→ **Исходный текст**
Ален Бадью дал это интервью в связи с конференцией «Возможна ли история Культурной революции?», состоявшейся в Вашингтонском университете в феврале 2006 года. Большинство вопросов подготовил Ноколас Вероли, который не смог присутствовать на интервью лично. Задавала вопросы Диана Джордж.
Текст был полностью опубликован на этом сайте
Вопрос. Я хотела бы спросить вас о вашей политической и интеллектуальной траектории с середины 1960-х годов по настоящее время. Как с тех пор изменились ваши взгляды на революционную политику, марксизм и маоизм?
Бадью. В первые годы моей политической деятельности имели место два фундаментальных события. Первое – это борьба против колониальной войны в Алжире в конце 1950-х – начале 1960-х годов. Из этой борьбы я вынес, что политические убеждения – это не вопрос количества, большинства. Потому что в начале Алжирской войны нас, протестующих против этой войны, было на самом деле очень мало. Для меня это был урок; ты должен что-то делать, когда считаешь это необходимым, когда это правильно, не заботясь о количестве. Вторым событием стал Май 68-го, в ходе которого я научился тому, что мы должны организовать прямую связь между интеллектуалами и рабочими. Мы не можем делать это только через посредство партий, союзов и так далее. Мы должны напрямую вступить в отношения с политическим. Мой интерес к маоизму и Культурной революции в конце 1960-х – начале 1970-х заключался в следующем: политическое убеждение, организующее нечто вроде прямых связей между интеллектуалами и рабочими.
Вопрос. В чем ваша идея верности?

→ **Задание**
Пожалуйста, объясните по интервью, почему Бадью пришел к выводу, что политические убеждения — не вопрос количества. Уложитесь в одно–три предложения. Данные здесь не нужны.

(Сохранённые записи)
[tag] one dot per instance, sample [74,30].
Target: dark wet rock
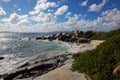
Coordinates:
[36,66]
[83,40]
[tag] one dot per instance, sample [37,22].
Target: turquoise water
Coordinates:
[16,46]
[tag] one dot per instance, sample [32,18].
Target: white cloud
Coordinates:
[68,15]
[14,18]
[15,6]
[43,18]
[2,11]
[42,5]
[61,10]
[95,7]
[19,9]
[6,0]
[84,3]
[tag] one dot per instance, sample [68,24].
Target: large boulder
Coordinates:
[116,73]
[1,58]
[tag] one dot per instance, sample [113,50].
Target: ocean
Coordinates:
[19,46]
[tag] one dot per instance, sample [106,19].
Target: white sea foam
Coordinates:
[7,63]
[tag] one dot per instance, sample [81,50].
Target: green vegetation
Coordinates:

→ **Ответ к заданию**
Этот вывод Бадью вынес из борьбы против колониальной войны в Алжире: в начале войны тех, кто против нее протестовал, было очень мало. Отсюда урок: действовать нужно, когда считаешь это необходимым и правильным, не заботясь о количестве.